» **Exercise inputs**:
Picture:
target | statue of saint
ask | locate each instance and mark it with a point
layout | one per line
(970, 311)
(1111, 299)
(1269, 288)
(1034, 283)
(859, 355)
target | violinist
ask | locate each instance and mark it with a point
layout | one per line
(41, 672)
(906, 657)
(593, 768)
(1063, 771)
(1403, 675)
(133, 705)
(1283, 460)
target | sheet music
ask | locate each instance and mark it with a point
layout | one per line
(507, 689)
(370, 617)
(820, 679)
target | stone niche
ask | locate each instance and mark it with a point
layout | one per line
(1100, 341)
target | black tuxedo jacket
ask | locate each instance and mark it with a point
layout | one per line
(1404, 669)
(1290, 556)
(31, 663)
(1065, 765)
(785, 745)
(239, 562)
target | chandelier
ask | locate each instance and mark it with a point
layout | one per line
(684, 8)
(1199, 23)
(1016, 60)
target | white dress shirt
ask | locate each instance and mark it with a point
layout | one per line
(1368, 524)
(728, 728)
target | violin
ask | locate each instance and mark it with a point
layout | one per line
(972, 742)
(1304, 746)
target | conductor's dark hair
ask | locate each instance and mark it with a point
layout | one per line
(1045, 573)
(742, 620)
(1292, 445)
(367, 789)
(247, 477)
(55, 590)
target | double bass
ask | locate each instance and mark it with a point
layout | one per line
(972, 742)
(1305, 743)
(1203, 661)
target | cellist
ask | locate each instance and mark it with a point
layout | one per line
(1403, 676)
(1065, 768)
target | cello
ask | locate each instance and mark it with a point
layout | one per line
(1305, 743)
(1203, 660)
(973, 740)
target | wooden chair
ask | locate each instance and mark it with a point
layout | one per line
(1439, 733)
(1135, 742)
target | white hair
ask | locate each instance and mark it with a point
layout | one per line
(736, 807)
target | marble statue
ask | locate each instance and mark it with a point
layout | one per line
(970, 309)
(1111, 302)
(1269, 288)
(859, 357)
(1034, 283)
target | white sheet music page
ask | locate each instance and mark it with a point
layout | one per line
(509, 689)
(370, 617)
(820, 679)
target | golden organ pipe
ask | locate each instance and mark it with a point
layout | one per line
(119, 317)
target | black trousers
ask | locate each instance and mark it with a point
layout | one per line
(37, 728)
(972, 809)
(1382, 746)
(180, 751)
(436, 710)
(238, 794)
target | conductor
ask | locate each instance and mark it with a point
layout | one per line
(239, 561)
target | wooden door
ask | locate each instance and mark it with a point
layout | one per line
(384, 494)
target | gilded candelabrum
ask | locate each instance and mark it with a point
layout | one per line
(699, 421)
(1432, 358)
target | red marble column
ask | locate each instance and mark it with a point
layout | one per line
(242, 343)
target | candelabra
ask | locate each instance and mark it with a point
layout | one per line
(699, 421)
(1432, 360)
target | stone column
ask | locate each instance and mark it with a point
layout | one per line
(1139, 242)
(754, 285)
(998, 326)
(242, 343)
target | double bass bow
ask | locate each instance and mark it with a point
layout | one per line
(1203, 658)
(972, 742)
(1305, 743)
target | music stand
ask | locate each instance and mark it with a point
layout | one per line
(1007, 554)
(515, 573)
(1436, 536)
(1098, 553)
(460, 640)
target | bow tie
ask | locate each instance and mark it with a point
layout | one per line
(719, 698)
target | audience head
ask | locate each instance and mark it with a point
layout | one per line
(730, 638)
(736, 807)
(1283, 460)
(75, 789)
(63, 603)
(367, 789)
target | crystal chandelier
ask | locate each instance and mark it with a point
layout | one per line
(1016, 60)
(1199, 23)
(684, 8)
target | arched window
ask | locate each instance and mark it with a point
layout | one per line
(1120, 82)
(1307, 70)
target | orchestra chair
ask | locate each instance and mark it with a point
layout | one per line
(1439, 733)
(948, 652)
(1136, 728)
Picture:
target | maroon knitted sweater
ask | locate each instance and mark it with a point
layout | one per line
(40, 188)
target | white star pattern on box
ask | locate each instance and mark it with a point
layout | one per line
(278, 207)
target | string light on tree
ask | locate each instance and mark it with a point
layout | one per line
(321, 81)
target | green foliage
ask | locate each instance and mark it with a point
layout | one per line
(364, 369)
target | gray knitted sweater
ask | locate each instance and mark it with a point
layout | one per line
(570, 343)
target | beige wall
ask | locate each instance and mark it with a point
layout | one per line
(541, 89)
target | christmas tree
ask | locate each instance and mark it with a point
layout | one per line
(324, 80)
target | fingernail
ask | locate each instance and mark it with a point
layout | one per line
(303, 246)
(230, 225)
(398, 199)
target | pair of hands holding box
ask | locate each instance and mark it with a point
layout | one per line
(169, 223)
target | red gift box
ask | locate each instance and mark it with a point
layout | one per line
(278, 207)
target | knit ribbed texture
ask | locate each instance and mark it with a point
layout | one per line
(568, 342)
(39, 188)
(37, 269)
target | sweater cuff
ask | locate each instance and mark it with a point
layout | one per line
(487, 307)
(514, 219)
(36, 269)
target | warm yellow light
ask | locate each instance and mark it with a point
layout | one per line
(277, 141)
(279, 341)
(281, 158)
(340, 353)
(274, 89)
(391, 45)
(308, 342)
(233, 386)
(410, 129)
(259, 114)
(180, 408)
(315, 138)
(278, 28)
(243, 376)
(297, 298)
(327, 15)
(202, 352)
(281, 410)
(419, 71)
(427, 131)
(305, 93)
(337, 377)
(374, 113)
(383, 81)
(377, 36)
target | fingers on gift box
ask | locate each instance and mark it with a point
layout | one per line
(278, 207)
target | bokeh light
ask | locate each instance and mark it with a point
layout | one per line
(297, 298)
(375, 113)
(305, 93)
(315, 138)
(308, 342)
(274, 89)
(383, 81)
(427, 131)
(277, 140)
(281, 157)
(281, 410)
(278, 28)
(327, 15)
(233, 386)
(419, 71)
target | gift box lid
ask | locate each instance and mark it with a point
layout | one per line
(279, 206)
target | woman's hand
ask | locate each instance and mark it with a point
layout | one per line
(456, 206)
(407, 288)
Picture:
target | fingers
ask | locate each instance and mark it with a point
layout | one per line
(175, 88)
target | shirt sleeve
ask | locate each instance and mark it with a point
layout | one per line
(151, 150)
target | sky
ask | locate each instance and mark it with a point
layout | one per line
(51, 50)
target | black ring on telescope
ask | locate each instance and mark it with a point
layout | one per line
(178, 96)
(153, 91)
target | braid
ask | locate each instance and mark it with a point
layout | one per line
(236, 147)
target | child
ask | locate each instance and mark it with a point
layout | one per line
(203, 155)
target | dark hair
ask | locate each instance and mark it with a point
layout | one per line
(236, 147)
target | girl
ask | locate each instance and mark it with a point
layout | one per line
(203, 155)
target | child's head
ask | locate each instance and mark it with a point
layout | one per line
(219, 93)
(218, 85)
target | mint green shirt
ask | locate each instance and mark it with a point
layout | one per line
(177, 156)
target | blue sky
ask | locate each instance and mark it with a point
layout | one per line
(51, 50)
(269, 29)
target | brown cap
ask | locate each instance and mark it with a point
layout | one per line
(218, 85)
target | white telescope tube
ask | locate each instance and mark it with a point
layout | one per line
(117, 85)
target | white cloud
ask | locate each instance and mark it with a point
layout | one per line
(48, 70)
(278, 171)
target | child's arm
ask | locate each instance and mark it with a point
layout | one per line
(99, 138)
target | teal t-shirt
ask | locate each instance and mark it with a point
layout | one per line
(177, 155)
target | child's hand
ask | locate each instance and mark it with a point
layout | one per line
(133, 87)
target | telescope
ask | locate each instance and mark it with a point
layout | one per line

» **The task**: Copy every line above exactly.

» **Response for this exercise**:
Picture:
target | statue of saint
ask | locate each instance and mark it with a point
layout | one per line
(970, 311)
(1111, 299)
(1269, 288)
(1034, 283)
(859, 355)
target | violinist
ask | locate each instance and mark it with a point
layout | one per line
(41, 672)
(906, 657)
(593, 768)
(1063, 771)
(1403, 675)
(133, 705)
(1283, 460)
target | sheet music
ask | locate each instance and mark it with a point
layout | one per line
(507, 689)
(370, 617)
(820, 679)
target | stone niche
ask | locate each instance and mark it with a point
layout | one per line
(1100, 341)
target | black tuxedo jacket
ask | locate each instance and mark it with a point
layout | one per line
(1404, 669)
(1290, 556)
(31, 663)
(1065, 765)
(785, 745)
(239, 562)
target | chandelier
ask | locate each instance and mark it with a point
layout | one per line
(684, 8)
(1199, 23)
(1016, 60)
target | white dress shirt
ask | locate each instance and mark it with a point
layout | one per line
(1368, 524)
(728, 728)
target | violin
ask | locate each instance and mark it with a point
layout | one per line
(972, 742)
(1304, 746)
target | conductor's dark hair
ask | locate each instance and mark it with a point
layout | one per line
(1045, 573)
(742, 620)
(1292, 445)
(367, 789)
(247, 477)
(55, 590)
target | double bass
ask | locate each instance and mark it with a point
layout | one per line
(972, 742)
(1305, 743)
(1203, 661)
target | cellist
ask | locate each instance and mark it with a point
layout | one per line
(1403, 676)
(1065, 768)
target | cello
ask | locate each instance and mark it with a point
layout | one per line
(1305, 743)
(1203, 660)
(973, 740)
target | wooden chair
ask | locate each instance and mark it with a point
layout | one per line
(1439, 733)
(1135, 742)
target | white hair
ask | locate each instance and mark it with a point
layout | one per line
(736, 807)
target | marble statue
ask | locate each instance and mark it with a point
layout | one per line
(970, 309)
(1111, 302)
(1269, 288)
(859, 357)
(1034, 283)
target | white sheet music page
ask | locate each instance and mark it with a point
layout | one per line
(509, 689)
(370, 617)
(820, 679)
target | golden organ pipe
ask | locate each instance and mark it with a point
layout | one per line
(119, 317)
target | black trousers
ask | locate each instance and mark it with a point
layout | one per line
(37, 728)
(972, 809)
(1382, 746)
(180, 751)
(436, 710)
(238, 794)
target | conductor
ask | locate each instance and mark it with a point
layout | one per line
(239, 561)
target | wooden door
ask | locate each instance and mark it with a point
layout | one per line
(384, 494)
target | gilded candelabrum
ask | locate each instance and mark it with a point
layout | one per line
(699, 421)
(1432, 358)
target | red marble column
ask | locate each instance and mark it with a point
layout | one per line
(242, 343)
target | candelabra
ask | locate each instance and mark it with a point
layout | one per line
(699, 421)
(1432, 360)
target | stone column
ask | locate each instance and mark it with a point
layout | one per line
(1139, 242)
(754, 285)
(998, 326)
(242, 343)
target | double bass bow
ask | locate each instance and mark it with a point
layout | one per line
(1203, 658)
(972, 742)
(1305, 743)
target | music stand
ask | locate each instance and mark it with a point
layout | one per line
(1007, 554)
(515, 573)
(1436, 536)
(1098, 553)
(460, 640)
target | bow tie
ask | locate each instance and mark it with a point
layout | one per line
(719, 698)
target | audience head
ask | locate each instance and mark it with a point
layout | one per line
(730, 638)
(736, 807)
(1283, 460)
(75, 789)
(63, 603)
(367, 789)
target | crystal chandelier
ask | locate each instance and mark it with a point
layout | one per line
(1016, 60)
(1199, 23)
(684, 8)
target | arched window
ask | locate each instance and mark it with a point
layout | one per line
(1120, 82)
(1307, 70)
target | orchestra chair
ask | locate each instance and mark it with a point
layout | one per line
(1439, 733)
(948, 652)
(1136, 728)
Picture:
target | maroon knitted sweater
ask | locate each instance and mark it with a point
layout | one per line
(40, 188)
target | white star pattern on box
ask | locate each instance and mark it with a point
layout | one per line
(278, 207)
target | string light on tree
ask | locate each instance and mark it with a point
layout | one per line
(321, 81)
target | green foliage
ask | locate each instance and mark it with a point
layout | one per line
(364, 369)
target | gray knitted sweater
ask | locate each instance and mark it with a point
layout | one per line
(570, 343)
target | beige wall
ask | locate each instance and mark it with a point
layout | one per line
(541, 89)
target | christmas tree
ask | locate each instance and mark it with a point
layout | one per line
(324, 80)
target | fingernail
ask | locate each instance and mark it with a point
layout | one per line
(303, 246)
(230, 225)
(398, 199)
target | pair of hands holding box
ask | locate each instance and mark it with a point
layout | one per line
(169, 223)
target | red gift box
ask | locate each instance and mark it with a point
layout | one per line
(278, 207)
target | knit ribbed texture
ask | locate each instance and mark it with a point
layout | one per line
(568, 342)
(39, 188)
(37, 269)
target | sweater cuff
ask | locate each instance and mark it with a point
layout | one per line
(487, 307)
(514, 219)
(36, 269)
target | warm yellow light
ask | locate each instance and mark it with a point
layout | one per line
(277, 141)
(279, 341)
(281, 158)
(340, 353)
(274, 89)
(391, 45)
(308, 342)
(233, 386)
(410, 129)
(259, 114)
(180, 408)
(315, 138)
(278, 28)
(243, 376)
(297, 298)
(327, 15)
(202, 352)
(281, 410)
(419, 71)
(427, 131)
(305, 93)
(337, 377)
(374, 113)
(383, 81)
(377, 36)
target | fingers on gift box
ask | locate each instance and mark it with a point
layout | one per line
(278, 207)
target | bokeh light
ask | locate each instance and mark it with a point
layout | one per line
(297, 298)
(375, 113)
(305, 93)
(315, 138)
(308, 342)
(274, 89)
(383, 81)
(427, 131)
(277, 140)
(281, 157)
(281, 410)
(278, 28)
(327, 15)
(233, 386)
(419, 71)
target | gift box lid
ask | locate each instance and mark it with a point
layout | one per line
(279, 206)
target | woman's hand
ask | locate each instance and mark it with a point
layout | one per line
(456, 206)
(407, 288)
Picture:
target | fingers
ask | locate each instance and mark it with a point
layout | one per line
(175, 88)
target | shirt sleeve
ask | locate each instance and mark it with a point
layout | one per line
(151, 150)
target | sky
ask | locate each instance and mark it with a point
layout | one per line
(51, 50)
target | black ring on telescope
ask | locate each instance and mark it with a point
layout | one per line
(178, 96)
(153, 91)
target | braid
ask | locate each instance and mark it with a point
layout | one per line
(236, 147)
target | child
ask | locate each instance and mark it with a point
layout | one per line
(203, 155)
target | dark hair
ask | locate each instance and mark it with a point
layout | one per line
(236, 147)
target | girl
ask | locate each instance and mark it with a point
layout | one per line
(203, 155)
target | child's head
ask | locate each instance and mark it with a point
layout | one per line
(219, 93)
(218, 85)
target | mint green shirt
ask | locate each instance and mark it with a point
layout | one per line
(177, 156)
target | blue sky
ask | locate each instance and mark it with a point
layout | one per line
(51, 50)
(269, 29)
target | brown cap
ask | locate each instance and mark it with a point
layout | one per line
(218, 85)
target | white telescope tube
ask | locate each instance and mark it with a point
layout | one per line
(117, 85)
target | white cloud
ask | locate each instance and mark it with a point
layout | one per line
(48, 70)
(278, 171)
target | child's arm
ask | locate each instance and mark it with a point
layout | one per line
(99, 138)
target | teal t-shirt
ask | locate each instance and mark it with a point
layout | one per line
(177, 155)
target | child's hand
ask | locate each instance and mark it with a point
layout | one per line
(133, 87)
target | telescope
ask | locate each instance and mark it with a point
layout | one per line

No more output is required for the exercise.